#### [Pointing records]
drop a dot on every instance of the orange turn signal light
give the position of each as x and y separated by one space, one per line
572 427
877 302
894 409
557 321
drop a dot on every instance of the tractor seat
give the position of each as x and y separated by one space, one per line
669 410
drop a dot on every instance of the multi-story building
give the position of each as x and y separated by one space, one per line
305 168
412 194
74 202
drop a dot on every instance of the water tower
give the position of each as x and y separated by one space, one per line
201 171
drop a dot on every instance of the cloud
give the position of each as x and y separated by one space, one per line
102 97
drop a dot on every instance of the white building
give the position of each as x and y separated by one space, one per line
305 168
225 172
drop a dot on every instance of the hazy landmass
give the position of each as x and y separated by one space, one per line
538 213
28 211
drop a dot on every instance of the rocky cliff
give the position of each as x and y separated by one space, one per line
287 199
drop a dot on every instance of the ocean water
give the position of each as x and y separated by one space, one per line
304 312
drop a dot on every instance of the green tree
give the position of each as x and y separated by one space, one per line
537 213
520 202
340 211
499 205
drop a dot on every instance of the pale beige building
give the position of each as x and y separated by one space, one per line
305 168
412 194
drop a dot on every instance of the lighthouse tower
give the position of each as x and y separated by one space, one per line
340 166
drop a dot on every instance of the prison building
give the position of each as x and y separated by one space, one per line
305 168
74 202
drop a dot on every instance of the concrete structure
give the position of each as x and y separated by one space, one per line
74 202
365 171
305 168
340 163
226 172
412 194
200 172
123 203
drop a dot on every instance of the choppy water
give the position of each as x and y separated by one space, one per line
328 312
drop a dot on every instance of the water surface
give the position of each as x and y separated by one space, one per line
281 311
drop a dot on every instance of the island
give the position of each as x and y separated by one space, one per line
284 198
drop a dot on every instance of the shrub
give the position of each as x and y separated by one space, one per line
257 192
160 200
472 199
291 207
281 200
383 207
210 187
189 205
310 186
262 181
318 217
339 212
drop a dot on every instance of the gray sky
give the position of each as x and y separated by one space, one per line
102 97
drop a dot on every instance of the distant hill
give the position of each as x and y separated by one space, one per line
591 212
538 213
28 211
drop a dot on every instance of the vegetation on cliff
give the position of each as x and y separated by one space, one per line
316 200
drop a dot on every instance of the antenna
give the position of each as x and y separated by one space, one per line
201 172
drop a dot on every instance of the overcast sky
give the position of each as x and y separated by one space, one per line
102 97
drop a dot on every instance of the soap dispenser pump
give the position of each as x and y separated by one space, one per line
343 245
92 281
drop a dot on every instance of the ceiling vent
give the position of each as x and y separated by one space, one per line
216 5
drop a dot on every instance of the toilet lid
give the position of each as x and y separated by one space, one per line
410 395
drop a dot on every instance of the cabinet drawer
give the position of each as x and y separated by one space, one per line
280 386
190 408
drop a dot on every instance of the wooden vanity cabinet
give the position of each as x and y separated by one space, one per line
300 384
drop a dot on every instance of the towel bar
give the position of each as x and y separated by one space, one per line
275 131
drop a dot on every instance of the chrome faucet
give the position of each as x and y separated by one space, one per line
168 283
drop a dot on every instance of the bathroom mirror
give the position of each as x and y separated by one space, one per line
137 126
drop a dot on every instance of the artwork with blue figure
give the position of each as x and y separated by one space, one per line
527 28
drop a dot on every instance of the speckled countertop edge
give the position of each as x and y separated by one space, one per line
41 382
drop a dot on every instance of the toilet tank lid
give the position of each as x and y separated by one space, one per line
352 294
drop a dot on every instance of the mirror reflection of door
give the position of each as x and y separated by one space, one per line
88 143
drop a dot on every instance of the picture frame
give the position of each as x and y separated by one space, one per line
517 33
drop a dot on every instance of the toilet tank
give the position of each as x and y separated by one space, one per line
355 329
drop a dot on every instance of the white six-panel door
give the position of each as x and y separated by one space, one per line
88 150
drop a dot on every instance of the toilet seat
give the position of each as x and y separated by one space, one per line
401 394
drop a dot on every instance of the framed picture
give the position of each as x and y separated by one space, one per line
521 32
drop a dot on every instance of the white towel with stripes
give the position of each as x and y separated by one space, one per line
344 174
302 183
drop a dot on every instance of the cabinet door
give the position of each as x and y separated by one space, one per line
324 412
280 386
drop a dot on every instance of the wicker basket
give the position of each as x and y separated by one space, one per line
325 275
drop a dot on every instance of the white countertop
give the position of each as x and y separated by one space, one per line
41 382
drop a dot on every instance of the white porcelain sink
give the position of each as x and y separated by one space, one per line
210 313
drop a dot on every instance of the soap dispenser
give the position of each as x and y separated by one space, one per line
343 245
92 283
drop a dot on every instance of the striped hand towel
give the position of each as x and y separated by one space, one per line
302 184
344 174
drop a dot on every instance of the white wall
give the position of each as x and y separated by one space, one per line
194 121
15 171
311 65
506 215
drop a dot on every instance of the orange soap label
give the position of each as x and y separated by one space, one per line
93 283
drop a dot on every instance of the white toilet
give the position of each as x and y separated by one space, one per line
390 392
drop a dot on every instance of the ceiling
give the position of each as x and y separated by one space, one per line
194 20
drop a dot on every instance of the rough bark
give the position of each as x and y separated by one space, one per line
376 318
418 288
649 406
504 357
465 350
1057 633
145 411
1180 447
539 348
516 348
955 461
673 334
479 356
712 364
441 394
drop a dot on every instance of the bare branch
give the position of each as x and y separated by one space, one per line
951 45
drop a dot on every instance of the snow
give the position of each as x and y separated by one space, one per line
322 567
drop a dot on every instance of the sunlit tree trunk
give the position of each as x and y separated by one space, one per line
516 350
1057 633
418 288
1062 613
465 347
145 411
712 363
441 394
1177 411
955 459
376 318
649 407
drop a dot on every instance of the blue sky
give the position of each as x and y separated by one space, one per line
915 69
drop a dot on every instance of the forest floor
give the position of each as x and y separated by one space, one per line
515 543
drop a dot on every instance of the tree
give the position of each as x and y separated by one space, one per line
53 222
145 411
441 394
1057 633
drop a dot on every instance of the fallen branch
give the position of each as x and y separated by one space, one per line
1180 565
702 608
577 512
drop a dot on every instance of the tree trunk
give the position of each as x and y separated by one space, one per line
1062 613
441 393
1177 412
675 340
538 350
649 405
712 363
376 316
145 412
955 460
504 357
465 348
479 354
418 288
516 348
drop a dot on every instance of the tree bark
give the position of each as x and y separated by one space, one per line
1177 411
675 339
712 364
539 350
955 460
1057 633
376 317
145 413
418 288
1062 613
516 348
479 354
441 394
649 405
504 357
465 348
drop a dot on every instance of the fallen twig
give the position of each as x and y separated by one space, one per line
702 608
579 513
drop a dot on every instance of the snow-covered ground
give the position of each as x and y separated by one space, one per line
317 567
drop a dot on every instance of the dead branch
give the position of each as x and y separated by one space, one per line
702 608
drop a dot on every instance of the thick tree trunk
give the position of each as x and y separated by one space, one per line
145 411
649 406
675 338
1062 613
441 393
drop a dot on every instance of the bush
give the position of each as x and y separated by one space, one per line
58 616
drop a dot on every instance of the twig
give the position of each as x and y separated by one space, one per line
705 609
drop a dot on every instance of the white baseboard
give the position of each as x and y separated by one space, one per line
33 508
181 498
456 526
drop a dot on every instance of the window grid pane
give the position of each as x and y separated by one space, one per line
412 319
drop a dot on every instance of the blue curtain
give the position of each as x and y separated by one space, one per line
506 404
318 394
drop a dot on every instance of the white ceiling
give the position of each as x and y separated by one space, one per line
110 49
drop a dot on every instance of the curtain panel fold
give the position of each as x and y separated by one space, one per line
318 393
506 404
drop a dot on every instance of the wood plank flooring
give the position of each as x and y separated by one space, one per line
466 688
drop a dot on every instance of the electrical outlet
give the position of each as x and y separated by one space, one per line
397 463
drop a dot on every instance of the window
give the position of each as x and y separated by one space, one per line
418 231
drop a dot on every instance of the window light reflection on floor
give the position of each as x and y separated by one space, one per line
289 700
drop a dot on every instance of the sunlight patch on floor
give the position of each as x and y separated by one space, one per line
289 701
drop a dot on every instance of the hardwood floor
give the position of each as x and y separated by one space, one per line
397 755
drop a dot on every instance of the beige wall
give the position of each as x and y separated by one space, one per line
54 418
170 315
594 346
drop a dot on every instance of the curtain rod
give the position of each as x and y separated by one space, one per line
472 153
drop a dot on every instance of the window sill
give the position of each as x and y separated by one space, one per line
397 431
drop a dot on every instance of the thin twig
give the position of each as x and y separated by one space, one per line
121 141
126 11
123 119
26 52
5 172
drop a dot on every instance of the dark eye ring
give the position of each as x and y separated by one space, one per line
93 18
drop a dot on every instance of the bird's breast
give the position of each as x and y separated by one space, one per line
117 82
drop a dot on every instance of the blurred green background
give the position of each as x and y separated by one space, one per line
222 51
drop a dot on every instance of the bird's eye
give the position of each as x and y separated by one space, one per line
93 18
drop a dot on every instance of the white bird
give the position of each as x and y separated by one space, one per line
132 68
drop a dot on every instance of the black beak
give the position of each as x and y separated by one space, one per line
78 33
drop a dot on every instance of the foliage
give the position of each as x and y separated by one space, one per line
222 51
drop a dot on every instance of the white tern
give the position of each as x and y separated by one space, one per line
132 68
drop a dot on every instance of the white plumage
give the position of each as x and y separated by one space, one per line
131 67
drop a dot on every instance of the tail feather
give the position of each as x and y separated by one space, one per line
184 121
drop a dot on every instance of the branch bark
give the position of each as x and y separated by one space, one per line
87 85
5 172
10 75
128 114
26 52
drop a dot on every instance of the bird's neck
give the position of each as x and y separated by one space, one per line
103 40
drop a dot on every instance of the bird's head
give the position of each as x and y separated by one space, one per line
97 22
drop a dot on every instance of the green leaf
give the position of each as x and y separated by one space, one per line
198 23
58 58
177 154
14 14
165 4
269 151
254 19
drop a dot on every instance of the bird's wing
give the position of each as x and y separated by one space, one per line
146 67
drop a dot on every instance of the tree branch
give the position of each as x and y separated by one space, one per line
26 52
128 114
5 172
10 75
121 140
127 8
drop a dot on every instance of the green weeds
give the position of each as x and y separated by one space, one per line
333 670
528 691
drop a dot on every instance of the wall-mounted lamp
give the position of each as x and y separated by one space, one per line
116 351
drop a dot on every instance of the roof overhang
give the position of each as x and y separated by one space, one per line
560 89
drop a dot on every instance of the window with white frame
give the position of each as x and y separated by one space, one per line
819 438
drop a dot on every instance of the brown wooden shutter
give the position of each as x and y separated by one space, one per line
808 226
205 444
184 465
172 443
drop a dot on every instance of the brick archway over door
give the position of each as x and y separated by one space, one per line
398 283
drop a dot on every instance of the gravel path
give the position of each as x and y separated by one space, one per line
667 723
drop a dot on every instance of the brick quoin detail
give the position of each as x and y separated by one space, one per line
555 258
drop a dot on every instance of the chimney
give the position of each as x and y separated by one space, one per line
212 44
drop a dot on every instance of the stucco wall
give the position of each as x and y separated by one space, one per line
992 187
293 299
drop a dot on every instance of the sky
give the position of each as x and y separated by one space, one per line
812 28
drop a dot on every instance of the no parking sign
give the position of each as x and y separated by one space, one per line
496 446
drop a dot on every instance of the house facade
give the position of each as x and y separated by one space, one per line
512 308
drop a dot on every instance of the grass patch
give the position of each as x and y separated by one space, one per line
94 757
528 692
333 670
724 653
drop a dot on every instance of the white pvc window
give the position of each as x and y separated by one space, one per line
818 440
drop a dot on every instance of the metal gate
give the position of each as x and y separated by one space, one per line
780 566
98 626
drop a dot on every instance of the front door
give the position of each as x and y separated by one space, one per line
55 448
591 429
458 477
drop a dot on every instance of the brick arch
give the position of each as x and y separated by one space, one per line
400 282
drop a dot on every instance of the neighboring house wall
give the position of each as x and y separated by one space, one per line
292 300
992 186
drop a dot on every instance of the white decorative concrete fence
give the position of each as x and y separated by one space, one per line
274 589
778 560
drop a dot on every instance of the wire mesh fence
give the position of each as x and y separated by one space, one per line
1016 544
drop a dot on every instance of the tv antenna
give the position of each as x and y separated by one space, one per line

#### [Work required]
With both ends included, please retype exactly the lines from the line containing "drop a dot on every instance of the gravel" to the final line of the data.

#### [Exercise result]
drop a dot on every instance of the gravel path
give the position of each as x and y separated by one space, one per line
667 723
drop a dot on every instance of the brick quoin detail
give the position of each as x and y separated by one space, one per line
555 258
drop a dot on every instance of the chimney
give the position of each as x and y separated by one space, one per line
212 44
drop a dot on every instance of the stucco wall
give the position of each as x and y separated by one space, one per line
992 187
293 299
drop a dot on every instance of the sky
give the position of each as x and y separated by one space, one per line
812 28
drop a dot on every instance of the no parking sign
give the position of each as x and y separated by one space, one per line
496 446
drop a dot on every instance of the house facade
give the position of each as x and y separated by one space, one per line
512 308
drop a dot on every instance of the grass patch
give the position of each as x and y separated by one space, one per line
94 757
528 692
333 670
724 653
drop a dot on every instance of the white pvc window
give the position of each as x and y separated by one space, one per line
818 440
drop a dot on every instance of the metal gate
give the position of each as x and y separated by one space, one per line
780 566
98 626
drop a dot on every instance of the front door
give the position of each as x and y separated by one space, one per line
55 448
591 429
458 477
drop a dot on every instance of the brick arch
give the position of each as x and y separated by one space, one per line
400 282
drop a dot on every instance of the neighboring house wall
give the position of each as x and y separated by one space, one per line
292 300
992 186
drop a dot on every instance of the white decorative concrete fence
give the position of each as x and y separated by one space, one per line
274 589
778 560
drop a dot on every instance of the wire mesh fence
give the position of each as x and y separated by one space, one per line
1016 544
drop a dot on every instance of the tv antenna
give the position of each as x and y separated by one space, one per line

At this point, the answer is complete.